_PROBLEM DESCRIPTION_
Format the lines below as a two-column CSV with the headers text and answer, giving one row for every line of wording together with the points listed under it. Put each field in double quotes, replace any line breaks inside a field with spaces, and leave out the pictures.

_THE INPUT_
──────────────────────────────
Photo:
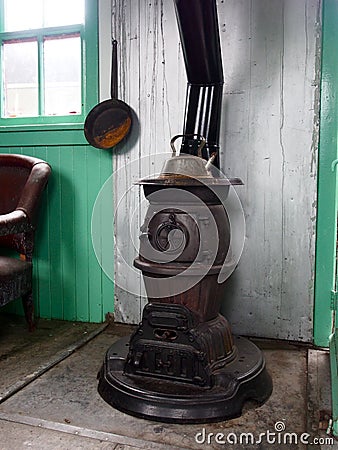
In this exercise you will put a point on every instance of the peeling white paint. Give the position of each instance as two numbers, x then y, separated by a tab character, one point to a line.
269	138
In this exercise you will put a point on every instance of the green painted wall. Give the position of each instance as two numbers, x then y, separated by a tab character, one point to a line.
69	283
327	178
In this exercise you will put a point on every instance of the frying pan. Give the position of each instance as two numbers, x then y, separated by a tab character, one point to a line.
109	121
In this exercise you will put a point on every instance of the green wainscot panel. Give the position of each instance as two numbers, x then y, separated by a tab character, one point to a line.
69	282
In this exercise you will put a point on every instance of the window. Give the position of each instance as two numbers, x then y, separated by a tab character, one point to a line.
46	46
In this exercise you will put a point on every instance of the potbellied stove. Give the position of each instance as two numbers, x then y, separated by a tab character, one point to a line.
182	364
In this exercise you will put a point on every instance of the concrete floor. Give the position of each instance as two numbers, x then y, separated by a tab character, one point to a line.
48	396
──────────────────────────────
_ANSWER TO THE EXERCISE_
text,answer
"Photo: In this exercise you will put a point on every instance of the peeling white paint. Give the position of each instance as two numbers, x then y, separated by a tab character, one point to a line.","269	138"
"In this exercise you will put a point on every instance of the green painted wall. Give the position of each instance as two numbers, x then y, separated by a tab character, one point to a line.","69	283 327	178"
"In this exercise you will put a point on every instance of the frying pan. Give the position of each instance as two numbers, x then y, separated by a tab character, one point to a line.","109	121"
"In this exercise you will put a point on every instance of the green wainscot panel. Give the position of each instance as two numbers, x then y, separated by a tab character, one point to a line.","69	282"
"In this exercise you will put a point on every instance of the window. Give the position of each instance as two numbers, x then y, separated by a tab character, one point to a line.","46	46"
"In this exercise you will put a point on every instance of the potbellied stove. Give the position of each instance as two numbers, x then y, separated by a tab character, one point to a line.","182	364"
"In this exercise you will put a point on every instance of the concrete floor. Give the position of each instance as two numbers, x then y, separated by a tab character, one point to a line.","48	396"